[Region pointing data]
+---+
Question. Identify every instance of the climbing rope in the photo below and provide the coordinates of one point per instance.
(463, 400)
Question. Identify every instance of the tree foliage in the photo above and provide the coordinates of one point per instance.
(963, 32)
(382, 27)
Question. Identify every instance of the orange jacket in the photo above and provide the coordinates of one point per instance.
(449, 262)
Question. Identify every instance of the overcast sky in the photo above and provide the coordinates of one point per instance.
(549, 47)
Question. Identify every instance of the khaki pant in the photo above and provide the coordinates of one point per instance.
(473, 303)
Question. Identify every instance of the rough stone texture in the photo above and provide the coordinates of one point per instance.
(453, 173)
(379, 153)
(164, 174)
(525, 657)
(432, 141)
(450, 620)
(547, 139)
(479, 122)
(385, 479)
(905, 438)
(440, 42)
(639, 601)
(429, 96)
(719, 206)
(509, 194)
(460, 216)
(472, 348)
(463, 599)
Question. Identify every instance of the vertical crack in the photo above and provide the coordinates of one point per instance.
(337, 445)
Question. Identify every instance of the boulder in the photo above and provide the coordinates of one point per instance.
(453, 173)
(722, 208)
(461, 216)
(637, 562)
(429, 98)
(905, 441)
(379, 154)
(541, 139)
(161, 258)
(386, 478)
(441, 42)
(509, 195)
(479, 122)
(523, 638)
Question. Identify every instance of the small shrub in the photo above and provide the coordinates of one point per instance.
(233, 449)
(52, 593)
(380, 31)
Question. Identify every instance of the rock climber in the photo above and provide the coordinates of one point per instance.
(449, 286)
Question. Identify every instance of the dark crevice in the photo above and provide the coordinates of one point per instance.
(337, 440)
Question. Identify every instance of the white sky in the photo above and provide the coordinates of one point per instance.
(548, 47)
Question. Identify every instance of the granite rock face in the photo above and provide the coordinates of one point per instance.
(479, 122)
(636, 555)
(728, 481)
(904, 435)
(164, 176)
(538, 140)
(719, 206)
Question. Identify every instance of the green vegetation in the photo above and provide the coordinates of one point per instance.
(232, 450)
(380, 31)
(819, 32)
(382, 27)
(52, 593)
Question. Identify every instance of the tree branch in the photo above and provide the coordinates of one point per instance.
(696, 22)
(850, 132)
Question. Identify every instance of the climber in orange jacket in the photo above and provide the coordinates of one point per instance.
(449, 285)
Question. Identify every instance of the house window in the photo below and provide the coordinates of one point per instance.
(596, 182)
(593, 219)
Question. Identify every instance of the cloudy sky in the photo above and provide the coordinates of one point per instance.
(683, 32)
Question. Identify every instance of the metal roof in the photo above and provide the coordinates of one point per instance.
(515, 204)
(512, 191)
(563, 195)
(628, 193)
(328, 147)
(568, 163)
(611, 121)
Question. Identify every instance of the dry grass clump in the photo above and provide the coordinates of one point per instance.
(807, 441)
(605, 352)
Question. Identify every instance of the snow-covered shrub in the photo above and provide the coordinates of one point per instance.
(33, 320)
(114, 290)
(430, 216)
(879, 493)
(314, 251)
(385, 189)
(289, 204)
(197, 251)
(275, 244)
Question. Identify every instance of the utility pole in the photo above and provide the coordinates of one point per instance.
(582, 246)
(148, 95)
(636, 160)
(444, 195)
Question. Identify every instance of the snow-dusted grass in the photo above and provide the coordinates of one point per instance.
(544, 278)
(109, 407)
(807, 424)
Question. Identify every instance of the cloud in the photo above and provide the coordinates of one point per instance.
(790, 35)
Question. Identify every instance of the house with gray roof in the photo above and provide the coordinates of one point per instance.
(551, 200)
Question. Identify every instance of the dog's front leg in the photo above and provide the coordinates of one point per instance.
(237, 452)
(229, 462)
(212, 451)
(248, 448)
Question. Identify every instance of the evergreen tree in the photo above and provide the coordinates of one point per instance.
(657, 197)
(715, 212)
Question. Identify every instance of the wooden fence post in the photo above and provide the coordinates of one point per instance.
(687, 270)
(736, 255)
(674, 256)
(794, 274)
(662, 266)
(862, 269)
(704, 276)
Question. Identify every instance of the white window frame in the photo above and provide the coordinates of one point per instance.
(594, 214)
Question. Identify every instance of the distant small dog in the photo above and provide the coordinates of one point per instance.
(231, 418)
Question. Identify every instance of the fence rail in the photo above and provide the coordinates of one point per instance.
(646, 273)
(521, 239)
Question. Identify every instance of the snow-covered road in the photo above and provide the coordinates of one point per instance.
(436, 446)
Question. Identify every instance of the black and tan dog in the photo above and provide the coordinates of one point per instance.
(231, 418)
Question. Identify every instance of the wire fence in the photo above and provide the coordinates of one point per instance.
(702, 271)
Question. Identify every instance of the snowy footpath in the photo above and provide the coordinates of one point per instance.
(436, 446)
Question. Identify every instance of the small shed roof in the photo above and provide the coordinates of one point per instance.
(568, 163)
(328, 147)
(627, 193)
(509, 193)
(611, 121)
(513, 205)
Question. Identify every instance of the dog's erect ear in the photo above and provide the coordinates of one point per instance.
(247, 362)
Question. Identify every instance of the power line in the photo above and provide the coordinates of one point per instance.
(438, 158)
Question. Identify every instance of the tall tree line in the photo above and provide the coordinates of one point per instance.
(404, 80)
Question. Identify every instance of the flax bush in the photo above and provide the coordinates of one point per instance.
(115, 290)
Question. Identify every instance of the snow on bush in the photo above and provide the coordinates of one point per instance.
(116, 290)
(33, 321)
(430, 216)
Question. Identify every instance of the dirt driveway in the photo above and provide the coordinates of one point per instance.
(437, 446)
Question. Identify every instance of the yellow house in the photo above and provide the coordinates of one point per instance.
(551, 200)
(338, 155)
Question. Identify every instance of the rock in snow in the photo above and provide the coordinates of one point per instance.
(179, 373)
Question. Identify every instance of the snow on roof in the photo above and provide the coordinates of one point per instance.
+---+
**ASSIGNED TASK**
Output the records above in their entirety, exactly.

**OUTPUT OF THE TASK**
Question. Identify every instance of the climbing rope in the photo below and provide the coordinates of one point per instance.
(463, 400)
Question. Identify every instance of the tree foliage in the photo above and provide the coordinates of one point per instance.
(963, 32)
(382, 27)
Question. Identify every instance of the orange jacket in the photo above and provide the coordinates of one point per instance.
(449, 262)
Question. Identify every instance of the overcast sky in the photo above and provide the coordinates of one point per instance.
(549, 47)
Question. Identify every instance of the khaki pant in the photo above and provide the coordinates of one point per instance.
(473, 303)
Question. Identify every instance of the rough stone texture in the photo above and provide the coordinates of one point per instance.
(453, 173)
(379, 153)
(164, 174)
(525, 657)
(432, 141)
(450, 620)
(547, 139)
(479, 122)
(385, 479)
(905, 438)
(440, 42)
(639, 601)
(429, 96)
(719, 206)
(509, 194)
(460, 216)
(472, 348)
(463, 599)
Question. Identify every instance of the vertical crack in the photo above and provide the coordinates of one point per instance.
(337, 445)
Question. Identify every instance of the boulder in the photo above and provide the coordinates of one point per instance.
(453, 173)
(722, 208)
(461, 216)
(637, 562)
(429, 98)
(905, 441)
(379, 154)
(541, 139)
(161, 258)
(386, 478)
(441, 42)
(509, 195)
(479, 122)
(523, 638)
Question. Identify every instance of the small shrub in the photo above and provide the coordinates of one point per instance.
(233, 449)
(52, 593)
(380, 31)
Question. Identify every instance of the rock climber in the photo above and provide the coordinates of one point per instance.
(449, 286)
Question. Identify every instance of the dark crevice in the photo above and provide the coordinates of one point per instance.
(337, 440)
Question. Identify every instance of the white sky in the photo above and provide the coordinates of one point per instance.
(548, 47)
Question. Identify every instance of the granite rock face in the photo above and provide the coordinates of one point per instance.
(479, 122)
(636, 555)
(728, 481)
(904, 435)
(164, 176)
(538, 140)
(719, 206)
Question. Identify every instance of the green vegetation in the photo above and provide the coordinates of one point per instance.
(232, 450)
(380, 31)
(819, 32)
(382, 27)
(52, 593)
Question. Identify every instance of the tree branch in the photo above and provide the coordinates of one point per instance.
(696, 22)
(850, 132)
Question. Identify every instance of the climber in orange jacket in the photo above and provide the coordinates of one point per instance.
(449, 285)
Question. Identify every instance of the house window in the photo below and provide the coordinates of one point per instance.
(596, 182)
(593, 219)
Question. Identify every instance of the cloudy sky in the photo above and provide the coordinates of one point per instance.
(683, 32)
Question. Identify every instance of the metal roof in the photo above and provide the coordinates of one point per instance.
(515, 204)
(512, 191)
(563, 195)
(628, 193)
(328, 147)
(568, 163)
(611, 121)
Question. Identify every instance of the dry grass clump in the photo above and provide the coordinates of one point per instance.
(807, 441)
(605, 352)
Question. Identify every instance of the snow-covered shrub in the photo above and provide the coordinates of one point per instance.
(33, 320)
(114, 290)
(430, 216)
(879, 493)
(314, 251)
(385, 189)
(289, 204)
(197, 251)
(275, 244)
Question. Identify every instance of the utility pole in the photo above and provide the coordinates of one point per instance.
(582, 246)
(148, 95)
(636, 160)
(444, 195)
Question. Identify every instance of the snow-dusted grass in the photo above and provide the coordinates of one point per instance.
(544, 278)
(109, 407)
(807, 424)
Question. Identify every instance of the cloud in the photo above and provide the coordinates of one point per instance.
(790, 35)
Question. Identify every instance of the house with gray roof in the photo above and provide the coordinates of one point per instance.
(551, 200)
Question. Identify every instance of the dog's front leg in the photo above and provide the coordinates of one point per instance.
(237, 452)
(229, 462)
(212, 451)
(248, 448)
Question. Identify every instance of the evergreen tree in the photo above and provide the coordinates of one point per instance.
(657, 197)
(715, 212)
Question. Identify every instance of the wooden fence post in the photo above and provide the coordinates of one point per instance.
(687, 270)
(736, 255)
(674, 256)
(794, 274)
(662, 266)
(862, 269)
(704, 276)
Question. Identify every instance of the white window frame in the photo above and provide the coordinates of one point per instance.
(594, 214)
Question. Identify every instance of the distant small dog in the photo above and provide the coordinates of one point per instance.
(231, 418)
Question. Identify every instance of the fence rail in the photo above and provide the coordinates of one point per instance.
(646, 273)
(521, 239)
Question. Identify every instance of the snow-covered road in the photo above and provide the coordinates of one point per instance.
(436, 446)
Question. Identify every instance of the black and tan dog in the photo above and provide the coordinates of one point per instance.
(231, 418)
Question. Identify every instance of the wire fence in the photo above and provide the coordinates of one point per instance.
(702, 271)
Question. Identify every instance of the snowy footpath in the photo above and provide the coordinates of one point per instance.
(436, 446)
Question. Identify every instance of the small shed roof in the photo above and provide the coordinates of one point per instance.
(568, 163)
(328, 147)
(627, 193)
(509, 193)
(611, 121)
(513, 205)
Question. Identify every instance of the dog's erect ear in the photo above and provide the coordinates of one point per instance.
(247, 362)
Question. Identify every instance of the power line in the photo above and provide the coordinates of one point per instance.
(438, 158)
Question. Identify every instance of the tall tree line in the photo above and provide the coordinates of one point per instance.
(404, 80)
Question. Identify every instance of the flax bush in the photo above and provide the coordinates of one point per instance.
(115, 290)
Question. Identify every instance of the snow on bush in the photo above and provide the coordinates of one point per instance.
(116, 290)
(33, 321)
(430, 216)
Question. Identify every instance of the dirt driveway in the photo above and provide the coordinates of one point per instance.
(437, 446)
Question. Identify every instance of the yellow house in the photo above and provide the coordinates of one point per instance.
(551, 200)
(338, 155)
Question. Identify every instance of the rock in snow in the photo above and provide the coordinates of one point per instance.
(179, 373)
Question. Identify every instance of the snow on roof in the photo above and provide the coordinates of one point per instance.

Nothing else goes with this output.